Exercise requirements:
Decide whether each statement agrees with the passage about Andrew and Ryan. For each, answer yes or no and quote the deciding words from the passage. 1. Ryan is older than Andrew. 2. Ryan pushed Andrew in his wheelchair for the whole parade route. 3. The parade took place on the Fourth of July.

Extracted text:
=======

And speaking of his younger brother Ryan, Ryan assumed the role of "big brother" even though he is a year and a half younger. He is always there to boost his brother up when Andrew might need just a little more help to get something done. And don't even think about overlooking Andrew or trying to pretend he's not there if you think he can't accomplish something. Ryan will be the first one to yell out "hey, what about my brother?". This past Memorial Day Andrew wanted to "march" in the Enfield Parade with the rest of his band members. Ryan stepped up and pushed Andrew the entire route in his wheelchair while Andrew played the drum.
I've bragged enough, but the attached e-mail let's you know about my sister's thoughts. I guess bragging about Andrew and Ryan runs in the family. It is amazing how sometimes a 13 or 14 year old kid can bring things into perspective. (He'll be fifteen this week)

=======

Extracted entries:
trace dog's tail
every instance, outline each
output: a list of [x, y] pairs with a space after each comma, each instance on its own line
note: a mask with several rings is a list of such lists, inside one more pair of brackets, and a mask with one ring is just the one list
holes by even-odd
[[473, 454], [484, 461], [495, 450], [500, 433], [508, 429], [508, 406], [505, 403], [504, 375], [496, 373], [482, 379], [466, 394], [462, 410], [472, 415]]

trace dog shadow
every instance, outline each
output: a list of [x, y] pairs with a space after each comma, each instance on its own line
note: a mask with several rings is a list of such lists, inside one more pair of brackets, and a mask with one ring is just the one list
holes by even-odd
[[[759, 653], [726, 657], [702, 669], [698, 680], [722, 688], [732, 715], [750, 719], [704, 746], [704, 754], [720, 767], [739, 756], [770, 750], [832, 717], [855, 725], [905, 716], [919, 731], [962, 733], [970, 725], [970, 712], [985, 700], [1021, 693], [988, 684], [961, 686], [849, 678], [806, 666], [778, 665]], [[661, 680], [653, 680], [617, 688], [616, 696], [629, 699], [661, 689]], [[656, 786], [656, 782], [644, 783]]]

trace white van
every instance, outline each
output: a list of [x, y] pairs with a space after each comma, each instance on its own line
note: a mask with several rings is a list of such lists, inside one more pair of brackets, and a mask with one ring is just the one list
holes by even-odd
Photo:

=======

Answer to this task:
1. No: "even though he is a year and a half younger"
2. Yes: "Ryan stepped up and pushed Andrew the entire route in his wheelchair while Andrew played the drum."
3. No: "This past Memorial Day Andrew wanted to "march" in the Enfield Parade"